:: WHAT IS REQUIRED ::
Can you recast the rows below as a Markdown table with the columns "No." and "Line text", giving each line its own number, skipping blank lines, and leaving the pictures out?

== MATERIAL PROVIDED

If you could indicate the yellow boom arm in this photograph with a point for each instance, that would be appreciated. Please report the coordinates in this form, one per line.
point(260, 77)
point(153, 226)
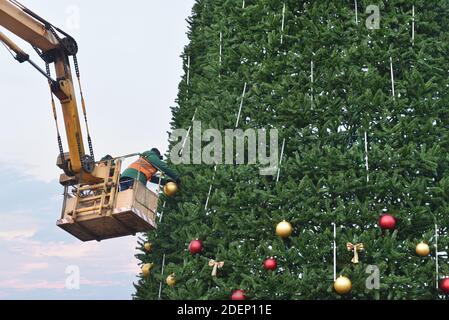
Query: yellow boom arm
point(42, 35)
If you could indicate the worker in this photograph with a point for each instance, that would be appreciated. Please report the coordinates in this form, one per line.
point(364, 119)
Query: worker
point(145, 168)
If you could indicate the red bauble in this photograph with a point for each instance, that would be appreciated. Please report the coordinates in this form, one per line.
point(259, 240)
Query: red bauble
point(270, 264)
point(195, 246)
point(238, 295)
point(444, 285)
point(387, 221)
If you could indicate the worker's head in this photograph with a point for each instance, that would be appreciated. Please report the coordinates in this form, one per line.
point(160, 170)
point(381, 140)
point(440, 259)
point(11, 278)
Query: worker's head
point(156, 151)
point(106, 158)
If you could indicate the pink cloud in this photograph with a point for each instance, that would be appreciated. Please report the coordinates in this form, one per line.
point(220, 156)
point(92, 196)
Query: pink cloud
point(29, 267)
point(17, 235)
point(30, 285)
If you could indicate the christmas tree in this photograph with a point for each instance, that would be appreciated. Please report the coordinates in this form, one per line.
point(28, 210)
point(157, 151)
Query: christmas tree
point(358, 91)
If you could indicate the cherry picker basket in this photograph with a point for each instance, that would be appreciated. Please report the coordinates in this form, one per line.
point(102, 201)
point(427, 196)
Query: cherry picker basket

====

:: EXERCISE RESULT ::
| No. | Line text |
|---|---|
| 1 | If you could indicate the yellow boom arm in this photograph with a point for each instance, that would be appreciated. Please report the coordinates in this form, one per line. |
| 2 | point(260, 77) |
| 3 | point(153, 226) |
| 4 | Query: yellow boom arm |
| 5 | point(42, 35) |
| 6 | If you could indicate the worker in this photograph with a point for each instance, that would be appreciated. Please report the coordinates in this form, one per line. |
| 7 | point(364, 119) |
| 8 | Query: worker |
| 9 | point(145, 168) |
| 10 | If you could indicate the red bauble in this photograph with a point for each instance, that would be appreciated. Please report the coordinates in this form, one per line. |
| 11 | point(259, 240) |
| 12 | Query: red bauble |
| 13 | point(270, 264) |
| 14 | point(195, 246) |
| 15 | point(238, 295) |
| 16 | point(444, 285) |
| 17 | point(387, 221) |
| 18 | If you could indicate the worker's head in this photograph with a point for each instance, that would be appreciated. Please report the coordinates in this form, one per line. |
| 19 | point(160, 170) |
| 20 | point(381, 140) |
| 21 | point(440, 259) |
| 22 | point(11, 278) |
| 23 | Query: worker's head |
| 24 | point(156, 151) |
| 25 | point(106, 158) |
| 26 | If you could indicate the pink cloud in this photograph with a point for each instance, that would be appreciated. Please report the coordinates in this form, one per line. |
| 27 | point(220, 156) |
| 28 | point(92, 196) |
| 29 | Query: pink cloud |
| 30 | point(29, 267) |
| 31 | point(17, 235) |
| 32 | point(30, 285) |
| 33 | If you could indicate the christmas tree in this photograph with a point for each instance, that would be appreciated. Please report the coordinates in this form, one per line. |
| 34 | point(28, 210) |
| 35 | point(157, 151) |
| 36 | Query: christmas tree |
| 37 | point(358, 91) |
| 38 | If you could indicate the cherry picker basket in this photograph with a point for each instance, that would be appreciated. Please report the coordinates in this form, one per line. |
| 39 | point(102, 201) |
| 40 | point(427, 196) |
| 41 | Query: cherry picker basket |